Dataset entries:
Start of Block
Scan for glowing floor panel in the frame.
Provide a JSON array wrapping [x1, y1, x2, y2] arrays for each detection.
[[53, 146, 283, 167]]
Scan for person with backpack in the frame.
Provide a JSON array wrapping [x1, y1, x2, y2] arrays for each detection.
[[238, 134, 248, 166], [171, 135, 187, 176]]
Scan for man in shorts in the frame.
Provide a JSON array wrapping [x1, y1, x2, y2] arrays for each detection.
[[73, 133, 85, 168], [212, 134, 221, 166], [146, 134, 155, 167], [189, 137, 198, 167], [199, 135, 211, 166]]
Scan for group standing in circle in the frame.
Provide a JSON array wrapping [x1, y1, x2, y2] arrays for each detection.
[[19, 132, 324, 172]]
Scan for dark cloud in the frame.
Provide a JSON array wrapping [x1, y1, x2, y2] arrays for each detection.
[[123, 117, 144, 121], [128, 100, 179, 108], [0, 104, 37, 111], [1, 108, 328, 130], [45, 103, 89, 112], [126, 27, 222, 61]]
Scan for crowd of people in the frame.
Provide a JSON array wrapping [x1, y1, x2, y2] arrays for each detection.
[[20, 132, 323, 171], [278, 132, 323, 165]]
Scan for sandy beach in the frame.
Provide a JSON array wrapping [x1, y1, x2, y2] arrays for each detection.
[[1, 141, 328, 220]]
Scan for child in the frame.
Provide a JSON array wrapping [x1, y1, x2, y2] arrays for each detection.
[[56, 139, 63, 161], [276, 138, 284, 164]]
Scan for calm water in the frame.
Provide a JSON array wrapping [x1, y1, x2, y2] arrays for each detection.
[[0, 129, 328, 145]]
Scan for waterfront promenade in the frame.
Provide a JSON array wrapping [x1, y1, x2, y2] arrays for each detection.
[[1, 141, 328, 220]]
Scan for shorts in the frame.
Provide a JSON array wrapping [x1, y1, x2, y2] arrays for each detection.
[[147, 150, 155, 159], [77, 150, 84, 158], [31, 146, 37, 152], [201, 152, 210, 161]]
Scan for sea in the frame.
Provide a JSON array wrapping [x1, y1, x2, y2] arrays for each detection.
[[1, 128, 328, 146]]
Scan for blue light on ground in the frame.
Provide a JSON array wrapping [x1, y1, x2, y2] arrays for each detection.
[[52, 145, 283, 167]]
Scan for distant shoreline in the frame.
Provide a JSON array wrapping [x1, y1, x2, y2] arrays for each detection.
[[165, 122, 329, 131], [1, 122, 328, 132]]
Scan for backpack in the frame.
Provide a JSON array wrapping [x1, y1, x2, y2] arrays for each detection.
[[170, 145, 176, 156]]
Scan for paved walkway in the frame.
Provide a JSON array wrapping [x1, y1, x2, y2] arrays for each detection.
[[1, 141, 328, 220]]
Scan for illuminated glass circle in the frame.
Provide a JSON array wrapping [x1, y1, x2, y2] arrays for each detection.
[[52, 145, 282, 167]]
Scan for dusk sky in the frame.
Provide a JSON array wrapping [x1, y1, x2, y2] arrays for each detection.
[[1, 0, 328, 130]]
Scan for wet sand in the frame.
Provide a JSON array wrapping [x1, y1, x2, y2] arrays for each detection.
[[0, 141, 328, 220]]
End of Block
TASK REQUIREMENTS
Collect every line with the string "backpack" from the records, and copy each.

EXERCISE RESPONSE
Scan for person with backpack in the frame.
Scan for backpack in the frame.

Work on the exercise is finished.